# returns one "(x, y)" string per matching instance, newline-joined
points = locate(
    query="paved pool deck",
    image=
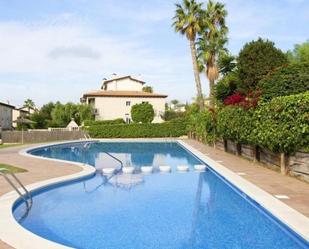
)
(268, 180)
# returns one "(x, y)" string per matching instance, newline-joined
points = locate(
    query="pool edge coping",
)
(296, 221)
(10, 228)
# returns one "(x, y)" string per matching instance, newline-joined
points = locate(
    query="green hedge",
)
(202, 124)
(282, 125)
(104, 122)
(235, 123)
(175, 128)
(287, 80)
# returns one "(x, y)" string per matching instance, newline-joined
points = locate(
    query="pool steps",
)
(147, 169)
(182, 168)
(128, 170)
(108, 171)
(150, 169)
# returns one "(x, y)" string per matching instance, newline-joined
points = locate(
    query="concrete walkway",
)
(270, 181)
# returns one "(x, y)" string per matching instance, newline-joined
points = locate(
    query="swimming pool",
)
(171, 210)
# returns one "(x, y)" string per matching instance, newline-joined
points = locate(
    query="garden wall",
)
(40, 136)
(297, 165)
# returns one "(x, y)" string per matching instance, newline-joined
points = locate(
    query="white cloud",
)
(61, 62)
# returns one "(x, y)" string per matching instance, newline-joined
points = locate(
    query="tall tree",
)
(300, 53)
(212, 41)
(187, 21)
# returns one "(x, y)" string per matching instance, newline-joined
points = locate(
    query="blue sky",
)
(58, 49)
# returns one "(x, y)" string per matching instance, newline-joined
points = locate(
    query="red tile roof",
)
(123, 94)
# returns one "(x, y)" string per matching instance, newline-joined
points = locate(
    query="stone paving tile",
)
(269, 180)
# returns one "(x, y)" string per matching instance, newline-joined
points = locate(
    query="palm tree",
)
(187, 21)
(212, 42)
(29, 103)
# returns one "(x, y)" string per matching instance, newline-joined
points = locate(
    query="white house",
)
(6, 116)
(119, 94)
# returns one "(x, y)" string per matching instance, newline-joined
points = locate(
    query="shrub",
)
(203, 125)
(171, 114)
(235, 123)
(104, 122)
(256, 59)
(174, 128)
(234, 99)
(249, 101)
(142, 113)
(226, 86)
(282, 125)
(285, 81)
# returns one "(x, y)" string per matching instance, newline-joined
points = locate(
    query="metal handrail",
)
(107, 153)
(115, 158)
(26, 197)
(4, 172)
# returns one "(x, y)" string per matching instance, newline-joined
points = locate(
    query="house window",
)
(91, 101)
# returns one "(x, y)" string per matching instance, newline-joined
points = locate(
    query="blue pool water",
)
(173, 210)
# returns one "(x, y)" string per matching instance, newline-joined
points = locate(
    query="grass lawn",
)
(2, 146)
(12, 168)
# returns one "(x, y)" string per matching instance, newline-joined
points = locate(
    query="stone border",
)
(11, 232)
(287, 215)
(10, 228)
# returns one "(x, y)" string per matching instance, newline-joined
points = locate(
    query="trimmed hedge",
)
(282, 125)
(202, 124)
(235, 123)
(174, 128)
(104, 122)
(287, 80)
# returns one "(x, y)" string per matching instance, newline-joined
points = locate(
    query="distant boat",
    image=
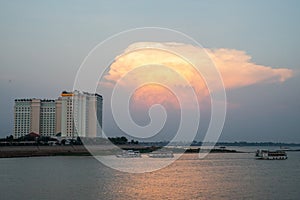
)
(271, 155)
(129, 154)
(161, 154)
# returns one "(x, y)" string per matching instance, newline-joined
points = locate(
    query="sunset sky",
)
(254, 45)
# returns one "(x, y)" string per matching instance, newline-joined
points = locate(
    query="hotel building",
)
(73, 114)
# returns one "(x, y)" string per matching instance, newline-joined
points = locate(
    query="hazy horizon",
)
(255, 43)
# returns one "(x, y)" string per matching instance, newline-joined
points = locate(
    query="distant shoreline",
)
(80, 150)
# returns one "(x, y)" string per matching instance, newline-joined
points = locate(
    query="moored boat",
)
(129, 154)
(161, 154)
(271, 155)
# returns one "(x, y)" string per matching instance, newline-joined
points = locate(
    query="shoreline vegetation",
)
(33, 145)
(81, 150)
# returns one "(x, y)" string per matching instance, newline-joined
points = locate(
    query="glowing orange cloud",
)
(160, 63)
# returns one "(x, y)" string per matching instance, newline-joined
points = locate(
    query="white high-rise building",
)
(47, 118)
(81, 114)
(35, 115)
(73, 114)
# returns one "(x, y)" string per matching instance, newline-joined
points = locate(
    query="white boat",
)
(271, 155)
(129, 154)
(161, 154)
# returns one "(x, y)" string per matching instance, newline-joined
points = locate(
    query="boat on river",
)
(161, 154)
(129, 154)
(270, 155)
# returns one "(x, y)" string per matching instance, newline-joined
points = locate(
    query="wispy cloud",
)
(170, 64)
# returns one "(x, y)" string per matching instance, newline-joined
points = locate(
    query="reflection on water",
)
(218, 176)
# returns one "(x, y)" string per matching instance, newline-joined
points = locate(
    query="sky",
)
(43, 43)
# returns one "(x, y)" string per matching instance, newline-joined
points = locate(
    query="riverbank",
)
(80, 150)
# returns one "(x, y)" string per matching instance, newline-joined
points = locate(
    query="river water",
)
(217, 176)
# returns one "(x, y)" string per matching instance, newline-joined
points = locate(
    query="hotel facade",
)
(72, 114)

- PROBLEM REQUIREMENTS -
Excluding every picture, set down the listing exactly.

- ANSWER TO THE PROBLEM -
# returns one "(x, y)" string per matching instance, newline-joined
points = locate(
    query="paved pool deck",
    image=
)
(268, 180)
# returns one "(x, y)" string per matching instance, newline-joined
points = locate(
    query="pool edge coping",
)
(296, 221)
(10, 228)
# returns one "(x, y)" string per matching instance, newline-joined
points = locate(
    query="green hedge",
)
(202, 124)
(282, 125)
(104, 122)
(235, 123)
(175, 128)
(287, 80)
# returns one "(x, y)" string per matching instance, newline-joined
points = locate(
    query="pool steps",
)
(147, 169)
(182, 168)
(128, 170)
(108, 171)
(150, 169)
# returns one "(x, y)" string per matching instance, newline-joined
points = locate(
    query="concrete walkway",
)
(270, 181)
# returns one "(x, y)" string per matching instance, newline-joined
points = locate(
    query="swimming pool",
)
(171, 210)
# returns one "(x, y)" string per matching instance, newline-joined
points = locate(
    query="garden wall",
)
(40, 136)
(297, 165)
# returns one "(x, y)" string per matching instance, newline-joined
points = locate(
    query="white cloud",
)
(61, 62)
# returns one "(x, y)" string per matching instance, newline-joined
points = locate(
    query="tall tree",
)
(300, 53)
(212, 41)
(187, 21)
# returns one "(x, y)" string per matching instance, newline-joined
points = locate(
    query="blue sky",
)
(58, 49)
# returns one "(x, y)" string per matching instance, newline-joined
points = locate(
    query="red tile roof",
)
(123, 94)
# returns one "(x, y)" string per matching instance, newline-joined
points = locate(
    query="stone paving tile",
)
(269, 180)
# returns one "(x, y)" string per matching instance, newline-joined
points = locate(
    query="palm tree",
)
(187, 21)
(212, 42)
(29, 103)
# returns one "(x, y)" string per matching instance, newline-joined
points = locate(
    query="white house",
)
(6, 116)
(119, 94)
# returns one "(x, y)" string per matching instance, newline-joined
points = locate(
    query="shrub",
)
(203, 125)
(171, 114)
(235, 123)
(104, 122)
(256, 59)
(174, 128)
(234, 99)
(249, 101)
(142, 113)
(226, 86)
(282, 125)
(285, 81)
# returns one "(x, y)" string per matching instance, newline-joined
points = locate(
    query="metal handrail",
)
(107, 153)
(115, 158)
(26, 197)
(4, 172)
# returns one "(x, y)" string per matching instance, newline-joined
points = locate(
    query="house window",
)
(91, 101)
# returns one "(x, y)" string per matching instance, newline-joined
points = locate(
    query="blue pool water",
)
(173, 210)
# returns one "(x, y)" string per matching instance, newline-joined
points = locate(
    query="grass lawn",
)
(2, 146)
(12, 168)
# returns one "(x, y)" string per matching instance, newline-joined
points = locate(
    query="stone border",
)
(11, 232)
(287, 215)
(10, 228)
# returns one "(x, y)" string per matching instance, newline-joined
points = locate(
    query="trimmed hedge",
)
(282, 125)
(202, 124)
(235, 123)
(174, 128)
(104, 122)
(287, 80)
# returns one "(x, y)" string per matching instance, newline-joined
points = locate(
    query="distant boat",
    image=
)
(271, 155)
(129, 154)
(161, 154)
# returns one "(x, y)" string per matching instance, newline-joined
points = locate(
    query="sunset sky",
)
(254, 45)
# returns one "(x, y)" string per matching instance, newline-joined
points = locate(
    query="hotel building",
)
(73, 114)
# returns one "(x, y)" string per matching instance, newline-joined
points = locate(
    query="hazy horizon",
)
(255, 43)
# returns one "(x, y)" string per matching instance, newline-joined
points = locate(
    query="distant shoreline",
)
(80, 150)
# returns one "(x, y)" string per matching instance, newline-joined
points = locate(
    query="moored boat",
)
(129, 154)
(161, 154)
(271, 155)
# returns one "(x, y)" string per matching instance, newline-joined
points = locate(
    query="shoreline vegetation",
)
(33, 145)
(81, 150)
# returns one "(x, y)" string per matching instance, newline-joined
points = locate(
    query="glowing orange cloud",
)
(160, 63)
# returns one "(x, y)" string per matching instance, newline-joined
points = locate(
    query="white high-rise building",
)
(47, 118)
(81, 114)
(35, 115)
(73, 114)
# returns one "(x, y)" string per matching instance, newline-joined
points = locate(
    query="white boat",
)
(271, 155)
(129, 154)
(161, 154)
# returns one "(x, y)" string per matching instance, newline-joined
points = locate(
    query="boat on river",
)
(161, 154)
(129, 154)
(270, 155)
# returns one "(x, y)" string per matching instance, newline-joined
points = locate(
    query="wispy cloud",
)
(170, 64)
# returns one "(x, y)" string per matching instance, newline-joined
points = locate(
    query="reflection on water",
)
(218, 176)
# returns one "(x, y)" string per matching instance, newline-joined
points = locate(
    query="sky",
)
(43, 43)
# returns one "(x, y)" string per matching instance, newline-joined
points = locate(
    query="riverbank",
)
(80, 150)
# returns one "(x, y)" string per matching instance, newline-joined
points = locate(
    query="river water",
)
(217, 176)
# returns one "(x, y)" string per matching instance, newline-joined
points = locate(
    query="hotel facade",
)
(72, 114)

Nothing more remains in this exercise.